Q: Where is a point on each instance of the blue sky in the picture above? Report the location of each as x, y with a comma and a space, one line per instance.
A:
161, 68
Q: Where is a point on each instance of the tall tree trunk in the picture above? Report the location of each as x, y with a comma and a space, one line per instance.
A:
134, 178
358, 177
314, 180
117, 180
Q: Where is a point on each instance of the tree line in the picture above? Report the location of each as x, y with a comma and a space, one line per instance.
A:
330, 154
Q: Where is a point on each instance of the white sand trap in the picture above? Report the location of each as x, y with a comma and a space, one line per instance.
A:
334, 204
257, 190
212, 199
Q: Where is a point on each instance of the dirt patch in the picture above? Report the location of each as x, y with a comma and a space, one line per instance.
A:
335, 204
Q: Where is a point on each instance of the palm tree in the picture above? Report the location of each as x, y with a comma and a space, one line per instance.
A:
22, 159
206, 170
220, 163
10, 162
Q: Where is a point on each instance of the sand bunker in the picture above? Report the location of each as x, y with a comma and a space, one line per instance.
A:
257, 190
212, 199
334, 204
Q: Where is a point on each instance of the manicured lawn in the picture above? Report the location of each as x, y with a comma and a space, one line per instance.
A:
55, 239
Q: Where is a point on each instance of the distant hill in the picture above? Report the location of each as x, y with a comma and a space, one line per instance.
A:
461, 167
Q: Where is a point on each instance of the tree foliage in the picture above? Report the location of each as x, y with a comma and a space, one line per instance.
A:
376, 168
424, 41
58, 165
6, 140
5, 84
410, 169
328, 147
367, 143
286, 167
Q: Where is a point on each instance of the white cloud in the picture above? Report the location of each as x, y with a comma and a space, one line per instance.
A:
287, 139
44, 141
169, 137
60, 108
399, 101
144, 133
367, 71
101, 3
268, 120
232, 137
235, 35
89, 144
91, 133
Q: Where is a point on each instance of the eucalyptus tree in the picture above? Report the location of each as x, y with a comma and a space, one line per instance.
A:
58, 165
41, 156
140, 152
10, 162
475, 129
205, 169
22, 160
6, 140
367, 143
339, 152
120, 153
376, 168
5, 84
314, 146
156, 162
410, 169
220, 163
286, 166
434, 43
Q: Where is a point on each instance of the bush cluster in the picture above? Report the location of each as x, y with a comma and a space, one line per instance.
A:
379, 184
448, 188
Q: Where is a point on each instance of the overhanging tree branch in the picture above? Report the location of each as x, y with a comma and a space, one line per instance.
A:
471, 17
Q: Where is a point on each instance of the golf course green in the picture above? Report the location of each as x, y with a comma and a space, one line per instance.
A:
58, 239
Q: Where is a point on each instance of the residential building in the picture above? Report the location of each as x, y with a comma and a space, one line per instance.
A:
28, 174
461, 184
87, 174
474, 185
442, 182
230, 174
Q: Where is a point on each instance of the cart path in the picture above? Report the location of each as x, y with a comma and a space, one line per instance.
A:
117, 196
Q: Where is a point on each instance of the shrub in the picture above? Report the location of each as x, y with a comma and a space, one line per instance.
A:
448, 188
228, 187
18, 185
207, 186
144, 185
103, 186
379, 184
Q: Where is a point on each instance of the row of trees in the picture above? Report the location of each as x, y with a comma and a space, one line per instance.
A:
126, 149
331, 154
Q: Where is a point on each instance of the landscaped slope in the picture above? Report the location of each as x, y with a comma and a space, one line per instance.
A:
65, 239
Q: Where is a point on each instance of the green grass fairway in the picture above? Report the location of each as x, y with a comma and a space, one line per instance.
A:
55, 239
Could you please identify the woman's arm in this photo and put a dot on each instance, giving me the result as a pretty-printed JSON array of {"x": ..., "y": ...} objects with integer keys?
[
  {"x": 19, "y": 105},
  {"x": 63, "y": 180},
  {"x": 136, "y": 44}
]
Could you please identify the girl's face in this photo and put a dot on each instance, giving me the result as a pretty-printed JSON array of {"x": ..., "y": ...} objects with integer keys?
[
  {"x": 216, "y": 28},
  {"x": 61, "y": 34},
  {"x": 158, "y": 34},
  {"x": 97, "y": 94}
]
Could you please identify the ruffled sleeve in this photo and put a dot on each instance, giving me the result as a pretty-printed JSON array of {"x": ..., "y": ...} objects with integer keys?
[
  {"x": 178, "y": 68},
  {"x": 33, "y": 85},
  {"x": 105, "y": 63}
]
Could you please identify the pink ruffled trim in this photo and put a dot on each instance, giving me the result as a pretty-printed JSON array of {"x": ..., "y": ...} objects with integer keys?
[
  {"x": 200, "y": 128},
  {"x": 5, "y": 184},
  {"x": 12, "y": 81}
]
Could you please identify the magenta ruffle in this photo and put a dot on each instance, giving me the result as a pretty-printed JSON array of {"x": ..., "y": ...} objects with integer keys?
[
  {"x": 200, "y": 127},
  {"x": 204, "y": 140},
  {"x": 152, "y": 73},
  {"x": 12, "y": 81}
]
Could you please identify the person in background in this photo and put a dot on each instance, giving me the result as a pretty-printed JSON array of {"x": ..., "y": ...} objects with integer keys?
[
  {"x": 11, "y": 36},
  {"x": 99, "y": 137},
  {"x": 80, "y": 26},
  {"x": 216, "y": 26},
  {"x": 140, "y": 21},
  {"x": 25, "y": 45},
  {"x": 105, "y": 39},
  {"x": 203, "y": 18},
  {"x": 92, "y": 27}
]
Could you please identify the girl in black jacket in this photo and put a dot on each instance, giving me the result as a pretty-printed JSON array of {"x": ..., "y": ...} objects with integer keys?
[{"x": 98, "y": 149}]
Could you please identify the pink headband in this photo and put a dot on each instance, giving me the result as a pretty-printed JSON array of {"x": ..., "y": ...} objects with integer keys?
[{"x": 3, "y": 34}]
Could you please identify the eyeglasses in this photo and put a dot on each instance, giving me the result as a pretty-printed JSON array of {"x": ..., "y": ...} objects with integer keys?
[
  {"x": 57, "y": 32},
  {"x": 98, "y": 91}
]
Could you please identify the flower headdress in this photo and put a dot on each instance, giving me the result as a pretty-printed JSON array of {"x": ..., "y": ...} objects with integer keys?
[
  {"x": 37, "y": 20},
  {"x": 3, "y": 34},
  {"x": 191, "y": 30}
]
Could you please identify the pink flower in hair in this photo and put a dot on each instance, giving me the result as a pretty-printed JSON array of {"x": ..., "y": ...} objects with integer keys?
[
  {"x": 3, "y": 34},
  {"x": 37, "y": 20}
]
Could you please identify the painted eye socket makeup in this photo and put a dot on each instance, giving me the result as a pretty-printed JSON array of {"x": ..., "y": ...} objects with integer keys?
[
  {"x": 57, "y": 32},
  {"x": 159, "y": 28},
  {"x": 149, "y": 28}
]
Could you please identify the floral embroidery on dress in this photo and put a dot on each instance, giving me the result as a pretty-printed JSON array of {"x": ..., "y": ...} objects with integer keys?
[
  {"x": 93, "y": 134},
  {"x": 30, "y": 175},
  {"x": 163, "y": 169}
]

* **WHAT TO DO**: Using the data above, copy each line that contains "sand".

* **RESPONSE AREA**:
Q: Where is a point on each instance of the white sand trap in the picture above? Report the location of each as x, y with a comma and a space, one line per instance.
Q: Where is a point on each instance of the sand bunker in the picture above? Report the location of each as x, y with a comma and a space, one line per instance.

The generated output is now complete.